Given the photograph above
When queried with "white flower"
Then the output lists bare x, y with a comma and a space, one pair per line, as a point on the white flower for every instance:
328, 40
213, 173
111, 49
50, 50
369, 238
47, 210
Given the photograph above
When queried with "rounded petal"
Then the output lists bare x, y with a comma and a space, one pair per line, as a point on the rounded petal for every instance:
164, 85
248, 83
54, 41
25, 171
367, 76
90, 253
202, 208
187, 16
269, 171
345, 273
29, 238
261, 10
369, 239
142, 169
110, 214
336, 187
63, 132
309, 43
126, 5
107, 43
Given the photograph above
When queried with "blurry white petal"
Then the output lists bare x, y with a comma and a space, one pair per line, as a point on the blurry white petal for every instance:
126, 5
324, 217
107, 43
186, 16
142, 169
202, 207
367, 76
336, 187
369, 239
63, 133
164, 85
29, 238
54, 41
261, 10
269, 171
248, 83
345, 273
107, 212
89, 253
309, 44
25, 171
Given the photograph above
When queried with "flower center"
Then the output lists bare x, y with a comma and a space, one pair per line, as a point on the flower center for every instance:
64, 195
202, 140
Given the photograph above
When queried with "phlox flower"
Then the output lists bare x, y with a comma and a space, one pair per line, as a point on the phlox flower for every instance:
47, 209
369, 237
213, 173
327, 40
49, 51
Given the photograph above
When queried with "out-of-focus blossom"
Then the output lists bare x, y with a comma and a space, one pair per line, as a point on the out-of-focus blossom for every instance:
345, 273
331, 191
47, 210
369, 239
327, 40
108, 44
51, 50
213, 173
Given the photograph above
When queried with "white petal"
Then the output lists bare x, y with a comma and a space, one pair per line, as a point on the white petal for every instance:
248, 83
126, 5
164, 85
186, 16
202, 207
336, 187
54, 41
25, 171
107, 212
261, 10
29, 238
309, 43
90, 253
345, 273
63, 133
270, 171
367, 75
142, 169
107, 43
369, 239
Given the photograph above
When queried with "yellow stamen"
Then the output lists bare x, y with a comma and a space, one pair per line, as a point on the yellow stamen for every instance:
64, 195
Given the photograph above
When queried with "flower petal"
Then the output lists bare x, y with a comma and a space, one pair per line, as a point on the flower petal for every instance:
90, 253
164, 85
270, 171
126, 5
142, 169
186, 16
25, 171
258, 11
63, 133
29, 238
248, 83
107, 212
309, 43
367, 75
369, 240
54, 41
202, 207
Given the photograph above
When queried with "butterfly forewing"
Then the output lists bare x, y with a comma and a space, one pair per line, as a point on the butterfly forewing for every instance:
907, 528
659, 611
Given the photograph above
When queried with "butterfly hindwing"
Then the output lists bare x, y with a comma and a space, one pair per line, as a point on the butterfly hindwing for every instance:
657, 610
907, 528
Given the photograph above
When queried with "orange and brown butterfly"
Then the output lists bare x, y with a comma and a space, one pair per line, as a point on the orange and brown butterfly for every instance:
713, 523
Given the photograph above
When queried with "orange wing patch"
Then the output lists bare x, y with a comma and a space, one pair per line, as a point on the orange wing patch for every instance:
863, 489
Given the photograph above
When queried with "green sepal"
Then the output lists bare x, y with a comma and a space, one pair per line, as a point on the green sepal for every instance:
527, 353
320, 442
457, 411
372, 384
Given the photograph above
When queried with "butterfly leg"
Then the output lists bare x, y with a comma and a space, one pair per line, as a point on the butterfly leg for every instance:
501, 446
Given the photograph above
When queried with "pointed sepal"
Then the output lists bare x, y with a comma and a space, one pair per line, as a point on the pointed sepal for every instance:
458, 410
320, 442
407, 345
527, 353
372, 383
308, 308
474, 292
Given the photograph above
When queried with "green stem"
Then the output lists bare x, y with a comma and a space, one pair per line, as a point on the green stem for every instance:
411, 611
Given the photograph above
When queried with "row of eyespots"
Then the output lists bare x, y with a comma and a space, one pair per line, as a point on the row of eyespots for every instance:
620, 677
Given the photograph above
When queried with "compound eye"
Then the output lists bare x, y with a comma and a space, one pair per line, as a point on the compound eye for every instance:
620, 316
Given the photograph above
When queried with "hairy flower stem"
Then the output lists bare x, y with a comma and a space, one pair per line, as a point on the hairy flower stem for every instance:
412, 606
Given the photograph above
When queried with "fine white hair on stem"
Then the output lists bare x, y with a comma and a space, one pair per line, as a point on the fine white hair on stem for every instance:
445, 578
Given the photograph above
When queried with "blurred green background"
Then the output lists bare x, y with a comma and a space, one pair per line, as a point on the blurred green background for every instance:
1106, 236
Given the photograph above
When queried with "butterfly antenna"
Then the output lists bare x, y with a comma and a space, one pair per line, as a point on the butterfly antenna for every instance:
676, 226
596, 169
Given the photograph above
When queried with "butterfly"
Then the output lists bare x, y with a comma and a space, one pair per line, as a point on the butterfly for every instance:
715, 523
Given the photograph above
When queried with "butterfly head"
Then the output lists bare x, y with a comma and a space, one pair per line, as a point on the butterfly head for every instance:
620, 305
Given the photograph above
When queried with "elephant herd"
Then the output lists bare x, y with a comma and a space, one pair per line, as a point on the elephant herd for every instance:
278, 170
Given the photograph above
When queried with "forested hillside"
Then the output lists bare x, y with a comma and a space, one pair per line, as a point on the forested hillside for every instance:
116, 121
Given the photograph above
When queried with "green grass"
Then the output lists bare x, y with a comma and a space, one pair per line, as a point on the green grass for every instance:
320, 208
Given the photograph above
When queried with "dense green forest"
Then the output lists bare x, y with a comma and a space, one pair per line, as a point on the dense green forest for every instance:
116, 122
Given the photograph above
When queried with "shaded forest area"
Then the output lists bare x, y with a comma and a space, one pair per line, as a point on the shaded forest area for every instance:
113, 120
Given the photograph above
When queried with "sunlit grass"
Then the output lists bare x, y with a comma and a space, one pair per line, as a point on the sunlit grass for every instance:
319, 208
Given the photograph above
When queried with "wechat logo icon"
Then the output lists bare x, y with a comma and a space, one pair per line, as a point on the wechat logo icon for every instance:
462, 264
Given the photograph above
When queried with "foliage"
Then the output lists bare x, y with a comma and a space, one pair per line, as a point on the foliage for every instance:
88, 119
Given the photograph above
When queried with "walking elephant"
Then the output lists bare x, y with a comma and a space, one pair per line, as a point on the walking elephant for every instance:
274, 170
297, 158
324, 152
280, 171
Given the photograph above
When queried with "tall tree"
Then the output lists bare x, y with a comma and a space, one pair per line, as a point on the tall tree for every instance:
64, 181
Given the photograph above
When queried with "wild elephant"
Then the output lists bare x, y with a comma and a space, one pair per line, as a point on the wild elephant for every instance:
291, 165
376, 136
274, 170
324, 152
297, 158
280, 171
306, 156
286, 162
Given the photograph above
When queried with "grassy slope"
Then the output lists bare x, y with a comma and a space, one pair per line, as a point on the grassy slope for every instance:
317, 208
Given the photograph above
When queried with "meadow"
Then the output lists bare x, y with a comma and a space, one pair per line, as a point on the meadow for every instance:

━━━━━━

> [STATED GOAL] Pick out every line in the material above that contains the string "phlox", and treat uppercase and lowercase letters as different.

> [COMPLETE OUTPUT]
When queried with "phlox flower"
Then the output lists bare x, y with a comma and a space, one pair per line, as a point on the phlox flower for every instance:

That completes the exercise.